## What is required
From the data below, set down exactly the lines between the one holding "Query: squirrel ear" and the one holding "find dried flower", inclusive, and no others.

## Provided data
= Beginning of Section =

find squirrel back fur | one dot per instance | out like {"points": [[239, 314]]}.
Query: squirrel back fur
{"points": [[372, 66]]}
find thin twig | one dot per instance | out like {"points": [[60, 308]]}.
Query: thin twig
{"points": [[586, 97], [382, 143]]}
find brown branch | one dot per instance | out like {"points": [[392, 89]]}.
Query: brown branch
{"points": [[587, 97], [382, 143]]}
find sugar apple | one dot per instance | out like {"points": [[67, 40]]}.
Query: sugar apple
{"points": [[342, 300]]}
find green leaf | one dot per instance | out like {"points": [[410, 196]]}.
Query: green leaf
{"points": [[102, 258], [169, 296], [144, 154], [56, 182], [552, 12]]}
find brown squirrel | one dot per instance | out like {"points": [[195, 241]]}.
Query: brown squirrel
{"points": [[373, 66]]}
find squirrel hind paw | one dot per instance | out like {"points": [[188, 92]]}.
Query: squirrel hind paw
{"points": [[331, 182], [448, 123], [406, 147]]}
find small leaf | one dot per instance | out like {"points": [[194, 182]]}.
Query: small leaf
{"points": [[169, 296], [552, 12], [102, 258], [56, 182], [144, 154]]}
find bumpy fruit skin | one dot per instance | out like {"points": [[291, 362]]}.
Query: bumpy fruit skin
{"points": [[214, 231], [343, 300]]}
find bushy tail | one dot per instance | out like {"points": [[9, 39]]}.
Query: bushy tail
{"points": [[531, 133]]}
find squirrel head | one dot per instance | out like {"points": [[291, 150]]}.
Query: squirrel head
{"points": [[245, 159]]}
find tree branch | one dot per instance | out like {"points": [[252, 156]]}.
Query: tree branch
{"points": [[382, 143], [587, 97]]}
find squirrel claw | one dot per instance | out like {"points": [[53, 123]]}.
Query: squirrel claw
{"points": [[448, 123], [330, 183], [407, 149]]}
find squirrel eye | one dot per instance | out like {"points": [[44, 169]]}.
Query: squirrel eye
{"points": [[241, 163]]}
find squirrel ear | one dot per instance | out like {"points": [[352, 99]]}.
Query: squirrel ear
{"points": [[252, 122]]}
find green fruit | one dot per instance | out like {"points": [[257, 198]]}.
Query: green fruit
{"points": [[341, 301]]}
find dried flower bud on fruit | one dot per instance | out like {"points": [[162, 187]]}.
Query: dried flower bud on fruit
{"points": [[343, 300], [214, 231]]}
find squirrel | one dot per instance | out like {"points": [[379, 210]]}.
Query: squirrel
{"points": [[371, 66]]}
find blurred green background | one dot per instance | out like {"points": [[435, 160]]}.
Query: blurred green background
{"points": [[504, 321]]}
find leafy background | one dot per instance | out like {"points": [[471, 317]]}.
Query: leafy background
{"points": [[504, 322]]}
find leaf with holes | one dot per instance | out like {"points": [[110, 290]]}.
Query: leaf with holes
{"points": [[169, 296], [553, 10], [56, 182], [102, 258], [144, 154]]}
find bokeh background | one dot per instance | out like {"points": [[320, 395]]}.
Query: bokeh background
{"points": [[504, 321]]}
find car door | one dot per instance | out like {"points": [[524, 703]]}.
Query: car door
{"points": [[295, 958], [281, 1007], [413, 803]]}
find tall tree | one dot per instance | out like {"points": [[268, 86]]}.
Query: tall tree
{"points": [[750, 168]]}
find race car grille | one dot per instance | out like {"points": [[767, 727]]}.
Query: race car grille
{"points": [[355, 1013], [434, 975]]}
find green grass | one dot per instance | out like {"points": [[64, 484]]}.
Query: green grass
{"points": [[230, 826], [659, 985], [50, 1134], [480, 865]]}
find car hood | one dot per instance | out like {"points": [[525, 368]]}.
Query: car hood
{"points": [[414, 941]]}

= End of Section =

## Response to the exercise
Query: squirrel ear
{"points": [[252, 122]]}
find green fruit | one dot per instance | out like {"points": [[257, 198]]}.
Query: green fruit
{"points": [[341, 301]]}
find dried flower bud on fruit | one dot per instance | out like {"points": [[162, 187]]}.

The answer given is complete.